■ **Problem to work on**:
Line count for the string "goalie": state how many lines in the records below hold it, giving only the number.

■ **Material for this task**:
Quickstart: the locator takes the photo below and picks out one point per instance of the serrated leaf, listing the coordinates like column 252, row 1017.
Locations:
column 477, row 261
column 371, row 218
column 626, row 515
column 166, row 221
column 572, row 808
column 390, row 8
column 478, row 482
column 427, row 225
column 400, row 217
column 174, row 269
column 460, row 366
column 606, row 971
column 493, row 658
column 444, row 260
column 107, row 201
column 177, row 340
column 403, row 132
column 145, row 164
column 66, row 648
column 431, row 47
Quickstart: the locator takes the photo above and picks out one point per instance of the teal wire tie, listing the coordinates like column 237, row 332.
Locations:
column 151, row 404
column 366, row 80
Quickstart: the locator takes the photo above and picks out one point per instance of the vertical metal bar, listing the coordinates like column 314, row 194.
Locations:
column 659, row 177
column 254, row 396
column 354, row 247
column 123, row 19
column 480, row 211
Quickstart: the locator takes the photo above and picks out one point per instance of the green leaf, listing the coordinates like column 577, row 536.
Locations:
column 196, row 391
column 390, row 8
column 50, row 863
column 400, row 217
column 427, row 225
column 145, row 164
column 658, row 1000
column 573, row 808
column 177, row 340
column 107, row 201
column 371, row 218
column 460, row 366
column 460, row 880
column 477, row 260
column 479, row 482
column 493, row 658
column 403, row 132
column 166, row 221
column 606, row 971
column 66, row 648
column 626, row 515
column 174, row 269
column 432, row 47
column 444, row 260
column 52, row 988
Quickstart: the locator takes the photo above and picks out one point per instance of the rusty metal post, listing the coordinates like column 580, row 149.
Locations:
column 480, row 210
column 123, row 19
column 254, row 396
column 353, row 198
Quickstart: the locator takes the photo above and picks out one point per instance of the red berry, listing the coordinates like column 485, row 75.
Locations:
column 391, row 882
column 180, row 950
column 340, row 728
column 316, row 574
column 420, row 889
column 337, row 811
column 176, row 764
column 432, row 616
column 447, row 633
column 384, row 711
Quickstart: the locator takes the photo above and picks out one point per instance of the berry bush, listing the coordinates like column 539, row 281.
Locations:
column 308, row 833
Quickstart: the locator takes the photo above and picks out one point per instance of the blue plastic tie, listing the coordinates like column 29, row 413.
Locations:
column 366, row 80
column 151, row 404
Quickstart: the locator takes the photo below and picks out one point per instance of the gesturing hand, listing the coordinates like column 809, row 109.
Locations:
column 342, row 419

---

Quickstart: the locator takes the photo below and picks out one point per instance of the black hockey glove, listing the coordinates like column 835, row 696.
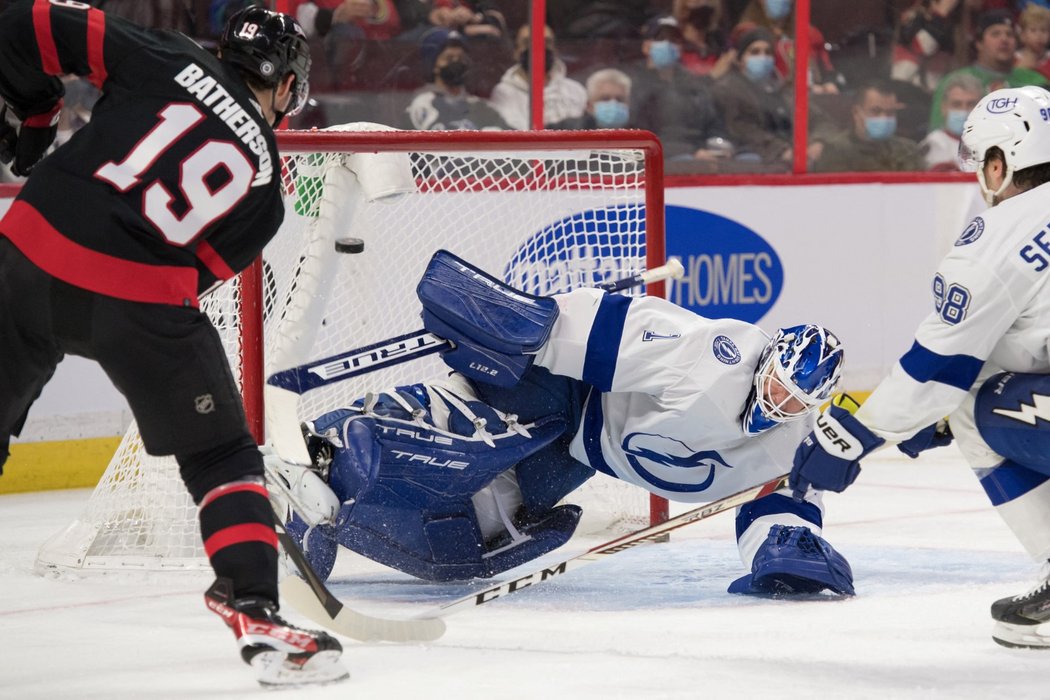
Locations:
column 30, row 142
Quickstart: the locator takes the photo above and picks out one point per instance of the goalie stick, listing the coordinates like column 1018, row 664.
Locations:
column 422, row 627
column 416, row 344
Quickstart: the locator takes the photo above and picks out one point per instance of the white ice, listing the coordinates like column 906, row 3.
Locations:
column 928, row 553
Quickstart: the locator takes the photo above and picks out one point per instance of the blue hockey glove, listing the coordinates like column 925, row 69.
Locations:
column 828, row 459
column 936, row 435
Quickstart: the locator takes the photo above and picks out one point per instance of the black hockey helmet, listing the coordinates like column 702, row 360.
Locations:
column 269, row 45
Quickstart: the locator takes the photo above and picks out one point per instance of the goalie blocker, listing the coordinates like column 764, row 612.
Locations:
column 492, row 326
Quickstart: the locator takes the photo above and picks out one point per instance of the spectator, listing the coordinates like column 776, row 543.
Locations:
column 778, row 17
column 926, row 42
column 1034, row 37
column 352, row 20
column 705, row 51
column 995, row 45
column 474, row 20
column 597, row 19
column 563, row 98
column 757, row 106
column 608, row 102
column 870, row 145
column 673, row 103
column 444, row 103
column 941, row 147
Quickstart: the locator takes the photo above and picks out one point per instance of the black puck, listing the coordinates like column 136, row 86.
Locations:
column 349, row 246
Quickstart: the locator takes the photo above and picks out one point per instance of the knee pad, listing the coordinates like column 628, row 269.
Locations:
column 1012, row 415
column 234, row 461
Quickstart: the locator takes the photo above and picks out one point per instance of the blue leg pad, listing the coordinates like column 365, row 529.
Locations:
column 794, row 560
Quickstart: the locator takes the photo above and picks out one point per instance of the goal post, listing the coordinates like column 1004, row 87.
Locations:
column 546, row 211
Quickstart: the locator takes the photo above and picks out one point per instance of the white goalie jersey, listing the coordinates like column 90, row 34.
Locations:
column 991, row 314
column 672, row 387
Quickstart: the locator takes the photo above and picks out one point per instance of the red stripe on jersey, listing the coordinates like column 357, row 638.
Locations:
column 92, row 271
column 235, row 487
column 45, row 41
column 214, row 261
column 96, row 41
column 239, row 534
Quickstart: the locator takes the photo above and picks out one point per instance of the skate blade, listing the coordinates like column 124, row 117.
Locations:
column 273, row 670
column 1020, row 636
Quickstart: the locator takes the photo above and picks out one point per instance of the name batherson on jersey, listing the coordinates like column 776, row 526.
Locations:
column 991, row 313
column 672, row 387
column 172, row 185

■ **Finished exercise**:
3